▸ Task
Scan the entries below and state how many lines contain "window". No other output.

*** Data extract

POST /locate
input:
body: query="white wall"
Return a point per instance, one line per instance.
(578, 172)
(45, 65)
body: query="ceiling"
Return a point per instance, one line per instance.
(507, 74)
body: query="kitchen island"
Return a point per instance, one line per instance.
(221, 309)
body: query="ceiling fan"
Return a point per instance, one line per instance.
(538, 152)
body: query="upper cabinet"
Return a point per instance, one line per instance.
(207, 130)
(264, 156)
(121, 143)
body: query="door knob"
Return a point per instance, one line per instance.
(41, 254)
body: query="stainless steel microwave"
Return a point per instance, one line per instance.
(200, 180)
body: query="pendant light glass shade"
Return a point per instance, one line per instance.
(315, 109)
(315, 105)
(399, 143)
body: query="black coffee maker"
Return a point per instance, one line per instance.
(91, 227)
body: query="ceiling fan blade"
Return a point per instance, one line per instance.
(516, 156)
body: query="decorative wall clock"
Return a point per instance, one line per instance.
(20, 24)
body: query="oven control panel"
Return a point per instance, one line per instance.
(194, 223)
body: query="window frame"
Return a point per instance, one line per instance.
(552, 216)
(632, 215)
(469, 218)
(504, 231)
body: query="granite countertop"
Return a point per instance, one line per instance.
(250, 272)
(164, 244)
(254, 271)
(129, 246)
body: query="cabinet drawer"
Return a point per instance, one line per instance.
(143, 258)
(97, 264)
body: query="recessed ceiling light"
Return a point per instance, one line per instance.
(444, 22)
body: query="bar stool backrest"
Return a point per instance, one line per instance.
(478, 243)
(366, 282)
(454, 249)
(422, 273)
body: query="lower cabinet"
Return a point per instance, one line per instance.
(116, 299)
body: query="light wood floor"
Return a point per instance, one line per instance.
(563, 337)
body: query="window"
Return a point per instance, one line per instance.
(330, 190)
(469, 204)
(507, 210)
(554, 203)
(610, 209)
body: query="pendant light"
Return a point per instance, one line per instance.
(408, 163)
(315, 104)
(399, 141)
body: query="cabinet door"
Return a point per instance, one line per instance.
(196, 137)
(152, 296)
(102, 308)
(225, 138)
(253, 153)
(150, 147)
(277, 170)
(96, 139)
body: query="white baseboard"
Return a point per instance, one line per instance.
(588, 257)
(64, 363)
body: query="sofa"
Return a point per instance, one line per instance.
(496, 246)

******

▸ Solution below
2